▸ TASK OBJECTIVE
Retype the material, please. Every line must match.

▸ INFORMATION GIVEN
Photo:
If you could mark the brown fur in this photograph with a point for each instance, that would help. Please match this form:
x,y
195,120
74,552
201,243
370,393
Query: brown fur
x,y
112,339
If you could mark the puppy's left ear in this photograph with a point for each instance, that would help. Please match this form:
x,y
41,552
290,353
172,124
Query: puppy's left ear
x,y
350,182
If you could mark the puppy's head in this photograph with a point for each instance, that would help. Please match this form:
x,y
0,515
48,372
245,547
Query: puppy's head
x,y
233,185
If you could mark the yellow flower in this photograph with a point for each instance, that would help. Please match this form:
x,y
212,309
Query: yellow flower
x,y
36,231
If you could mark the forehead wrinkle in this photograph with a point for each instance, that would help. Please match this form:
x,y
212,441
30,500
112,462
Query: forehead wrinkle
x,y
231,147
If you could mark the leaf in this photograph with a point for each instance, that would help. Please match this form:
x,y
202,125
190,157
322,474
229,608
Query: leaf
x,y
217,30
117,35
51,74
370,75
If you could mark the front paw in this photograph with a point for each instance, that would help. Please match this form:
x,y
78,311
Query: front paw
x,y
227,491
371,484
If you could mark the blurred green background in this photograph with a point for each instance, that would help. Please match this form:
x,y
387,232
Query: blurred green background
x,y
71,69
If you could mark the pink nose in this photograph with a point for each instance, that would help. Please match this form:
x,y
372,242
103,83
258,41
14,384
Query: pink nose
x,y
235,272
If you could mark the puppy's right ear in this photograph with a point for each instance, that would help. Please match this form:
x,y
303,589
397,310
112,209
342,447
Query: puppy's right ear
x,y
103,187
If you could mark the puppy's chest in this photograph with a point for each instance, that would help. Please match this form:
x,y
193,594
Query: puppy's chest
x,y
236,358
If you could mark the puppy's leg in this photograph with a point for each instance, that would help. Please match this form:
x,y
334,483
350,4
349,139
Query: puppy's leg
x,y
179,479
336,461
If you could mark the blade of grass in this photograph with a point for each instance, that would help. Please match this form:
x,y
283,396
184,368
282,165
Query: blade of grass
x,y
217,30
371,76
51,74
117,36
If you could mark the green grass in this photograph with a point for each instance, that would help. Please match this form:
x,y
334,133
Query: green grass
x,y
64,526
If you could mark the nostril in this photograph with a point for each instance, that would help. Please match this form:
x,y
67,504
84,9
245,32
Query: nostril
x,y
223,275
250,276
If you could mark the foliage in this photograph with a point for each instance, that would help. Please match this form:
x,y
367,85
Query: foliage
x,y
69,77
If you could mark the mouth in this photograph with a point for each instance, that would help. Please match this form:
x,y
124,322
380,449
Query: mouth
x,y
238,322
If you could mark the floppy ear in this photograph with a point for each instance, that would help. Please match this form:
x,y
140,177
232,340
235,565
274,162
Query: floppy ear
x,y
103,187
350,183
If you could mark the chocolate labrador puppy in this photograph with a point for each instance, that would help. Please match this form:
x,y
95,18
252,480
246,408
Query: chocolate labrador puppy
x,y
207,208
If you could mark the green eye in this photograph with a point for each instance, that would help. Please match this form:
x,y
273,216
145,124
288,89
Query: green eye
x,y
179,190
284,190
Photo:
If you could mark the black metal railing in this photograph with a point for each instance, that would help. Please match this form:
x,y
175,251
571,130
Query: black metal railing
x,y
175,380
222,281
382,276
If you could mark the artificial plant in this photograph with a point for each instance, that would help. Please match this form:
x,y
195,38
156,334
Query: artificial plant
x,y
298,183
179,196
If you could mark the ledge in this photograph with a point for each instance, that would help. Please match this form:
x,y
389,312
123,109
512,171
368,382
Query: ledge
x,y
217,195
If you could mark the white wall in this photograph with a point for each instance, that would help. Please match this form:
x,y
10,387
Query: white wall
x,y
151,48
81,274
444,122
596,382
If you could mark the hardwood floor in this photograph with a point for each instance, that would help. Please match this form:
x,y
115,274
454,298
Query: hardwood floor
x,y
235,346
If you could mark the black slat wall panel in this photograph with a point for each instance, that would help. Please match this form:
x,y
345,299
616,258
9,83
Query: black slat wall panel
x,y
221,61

▸ RESULT OF THE TASK
Photo:
If you could mark the brown fur in this photograph with a point for each instance, that would help. Please match this form:
x,y
195,120
74,552
201,243
370,393
Query: brown fur
x,y
112,339
If you could mark the puppy's left ear in this photograph with a point for each instance, that would help. Please match this form:
x,y
41,552
290,353
172,124
Query: puppy's left ear
x,y
350,182
If you could mark the puppy's head in this photograph with a point for each instance, that would help. Please match this form:
x,y
0,515
48,372
245,547
Query: puppy's head
x,y
233,185
If you could mark the yellow flower in this photograph with a point for each instance, that would help. Please match this form:
x,y
212,309
Query: yellow flower
x,y
36,231
If you could mark the forehead wrinkle in this photograph with a point for each instance, that would help. Please match this form:
x,y
212,441
30,500
112,462
Query: forehead wrinkle
x,y
231,147
If you could mark the leaf in this photograph with a point for each instance, that would help. Please match this form:
x,y
202,125
190,157
322,474
229,608
Query: leaf
x,y
217,30
117,35
51,74
370,75
If you could mark the front paw in this photograph with a point for each instance, that would help. Please match this form:
x,y
78,311
Query: front paw
x,y
227,491
371,484
If you could mark the blurred green background in this photograph with a point for each instance, that would help. Please match this form:
x,y
387,232
Query: blurred green background
x,y
71,69
If you could mark the pink nose in this photograph with a point for each instance, that would help. Please match this form:
x,y
372,242
103,83
258,41
14,384
Query: pink nose
x,y
235,272
If you could mark the puppy's right ear in this photograph with a point for each instance, that would help. Please match this form:
x,y
303,589
397,310
112,209
342,447
Query: puppy's right ear
x,y
103,187
If you could mark the puppy's chest in this photograph with a point for each instance, that would help. Please match this form:
x,y
193,594
Query: puppy's chest
x,y
236,358
If you could mark the puppy's leg in this photograph with a point for each instance, that would help. Please match this form:
x,y
334,483
350,4
349,139
Query: puppy's leg
x,y
179,479
336,461
If you could mark the blade of grass in this photograph with a point for each instance, that would help. Please match this form:
x,y
283,396
184,368
282,165
Query: blade of grass
x,y
217,30
371,76
51,74
117,36
If you could mark the green grass in this photograph with a point for each instance, that would help. Please match this form:
x,y
334,133
Query: green grass
x,y
64,526
If you could mark the nostril in this photograph with a point for each instance, that would help. Please match this form:
x,y
67,504
84,9
245,32
Query: nostril
x,y
223,275
250,276
If you could mark the foliage in this photograph with a point for each instance, that would help. Please match this form:
x,y
367,85
Query: foliage
x,y
69,77
If you could mark the mouth in this photograph with a point for each instance, that would help. Please match this form:
x,y
124,322
380,449
Query: mouth
x,y
238,322
If you could mark the floppy ear in this photograph with a point for each instance, that would help. Please match this form:
x,y
140,177
232,340
235,565
274,162
Query: floppy ear
x,y
103,187
350,183
If you could mark the chocolate labrador puppy in this photograph with a point for each instance, that would help. Please match this form:
x,y
95,18
252,480
246,408
Query: chocolate labrador puppy
x,y
207,208
If you could mark the green eye in this photograph with a point for each instance, that would help. Please match this form:
x,y
273,216
145,124
288,89
Query: green eye
x,y
179,190
284,190
Photo:
If you could mark the black metal railing in this photograph with a point for each instance, that would help. Please match this form:
x,y
175,251
571,130
Query: black metal railing
x,y
175,380
222,281
382,276
If you could mark the artificial plant in this photograph with a point for each instance, that would help. Please match this form:
x,y
195,38
156,334
Query: artificial plant
x,y
298,183
179,196
If you could mark the ledge in this photograph with a point for each instance, that would help. Please match this form:
x,y
389,312
123,109
512,171
368,382
Query: ledge
x,y
217,195
If you could mark the white wall in this photograph with a point for each instance, that would help. Please match this form:
x,y
10,387
Query: white wall
x,y
151,48
81,274
444,122
596,382
If you could mark the hardwood floor in this photograph with a point for each instance, that would help. Please match this form:
x,y
115,274
454,298
Query: hardwood floor
x,y
235,346
If you could mark the black slat wall panel in this photograph with a point for each instance, that would help. Please match this form:
x,y
345,299
616,258
9,83
Query: black slat wall panel
x,y
221,61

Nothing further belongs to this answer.